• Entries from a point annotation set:
## start
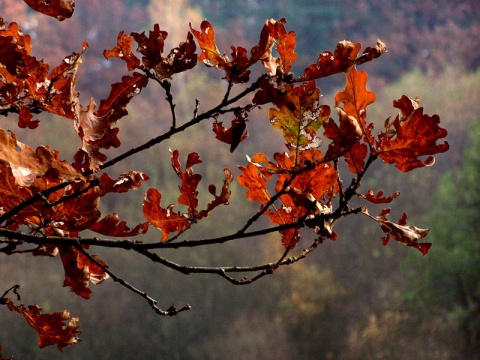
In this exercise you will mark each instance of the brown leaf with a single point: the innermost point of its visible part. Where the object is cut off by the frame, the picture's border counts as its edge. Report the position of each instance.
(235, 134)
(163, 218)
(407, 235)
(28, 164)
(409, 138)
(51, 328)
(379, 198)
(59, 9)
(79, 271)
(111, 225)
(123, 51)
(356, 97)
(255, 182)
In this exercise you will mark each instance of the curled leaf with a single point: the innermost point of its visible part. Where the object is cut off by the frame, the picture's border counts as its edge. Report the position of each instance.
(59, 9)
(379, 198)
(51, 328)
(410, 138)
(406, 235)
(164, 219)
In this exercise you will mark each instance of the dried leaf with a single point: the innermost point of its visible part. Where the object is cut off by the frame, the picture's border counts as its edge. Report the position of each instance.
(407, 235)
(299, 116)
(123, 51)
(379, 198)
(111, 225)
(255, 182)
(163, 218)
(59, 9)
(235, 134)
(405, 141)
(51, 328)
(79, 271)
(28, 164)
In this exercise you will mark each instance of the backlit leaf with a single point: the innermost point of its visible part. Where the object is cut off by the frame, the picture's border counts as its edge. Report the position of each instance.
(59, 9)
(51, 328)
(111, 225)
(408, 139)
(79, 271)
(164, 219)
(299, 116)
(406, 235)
## end
• Exercise objective:
Output the rows above as a two-column CSV with the headers text and points, giving one line for each passage of wording together with the points listed under it. Wrap every field in double quotes, replace line breaks with spaces, and omit the pictures.

• Exercise answer:
text,points
"In this exercise you will mark each instance of the brown leaf with a single point: the innermost point of its visible part. Where the object is cut off by the frame, the picture's border counts as its edge. Report the position of each instance.","(235, 134) (163, 218) (407, 235) (28, 164) (409, 138) (51, 328) (379, 198) (59, 9) (79, 271) (111, 225) (123, 51) (356, 97) (255, 182)"
"In this exercise you will mark each instance of the curled leaf with a single point: the innermost point of its visible part. Where the object is cut off by the frame, the picture's border counts as its edge. Report the position of each instance.","(59, 9) (379, 198) (51, 328) (410, 138) (406, 235) (164, 219)"
"In this exercise you will mark each instance of the dried leaf with a single point: the innermost point of its visible part. Where the object is cut off by the frame, the picture's border counts as its edge. Report the position of each instance.","(407, 235) (299, 116) (123, 51) (379, 198) (111, 225) (255, 182) (163, 218) (59, 9) (235, 134) (405, 141) (51, 328) (79, 271) (28, 164)"
"In this exercise you will mark each instance of the backlit leaf with a single point: the innermost point of its visible part. Where the object is cut off by the frame, the picture's border counts as its edge. Report the position of each instance.","(59, 9) (51, 328) (111, 225) (408, 139) (79, 271) (164, 219) (299, 116) (406, 235)"